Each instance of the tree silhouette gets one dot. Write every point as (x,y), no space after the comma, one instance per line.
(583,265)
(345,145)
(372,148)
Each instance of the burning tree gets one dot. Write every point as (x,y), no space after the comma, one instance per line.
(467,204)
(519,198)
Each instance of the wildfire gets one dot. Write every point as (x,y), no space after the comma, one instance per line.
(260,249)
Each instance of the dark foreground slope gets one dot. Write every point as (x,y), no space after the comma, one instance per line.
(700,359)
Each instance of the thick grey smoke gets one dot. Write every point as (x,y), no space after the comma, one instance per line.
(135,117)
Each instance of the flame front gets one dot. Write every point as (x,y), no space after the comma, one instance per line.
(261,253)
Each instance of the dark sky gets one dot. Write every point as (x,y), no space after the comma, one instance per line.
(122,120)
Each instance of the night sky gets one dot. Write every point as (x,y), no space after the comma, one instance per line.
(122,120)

***

WRITTEN REQUEST: Can you write out all the rows above again, changing "gets one dot" to "is marked with a single dot" wherever it occurs and leaving everything else untouched?

RESPONSE:
Each instance of the tree silhouette is marked with a single dot. Write every point as (x,y), no space after the comma, one instance per line.
(583,265)
(345,145)
(372,148)
Each instance of the burning tree is marked with a single dot. Write every point as (x,y), no space after the comma, one instance per line.
(467,204)
(519,198)
Each instance of the wildfire is marked with a single dot. Write every point as (x,y), no space after the comma, one instance per line.
(260,249)
Each instance of the dark foreground slope is marked with a single dot. Write every point as (x,y), no space after the comma, one instance per line.
(700,359)
Each instance of the thick grey smoke is marked with a single dot. Write every point as (x,y), no space after the comma, one instance per line.
(135,117)
Each instance of the flame front is marked with a single dot. Write every point as (x,y), no space after the comma, one instance per line.
(261,253)
Each instance of the dark sky is marked with a single dot. Write every point as (x,y), no space after the comma, one instance per line.
(122,120)
Each instance of the night sky is marked with a single dot. Write every point as (x,y), no space after the comma, one instance per line.
(122,120)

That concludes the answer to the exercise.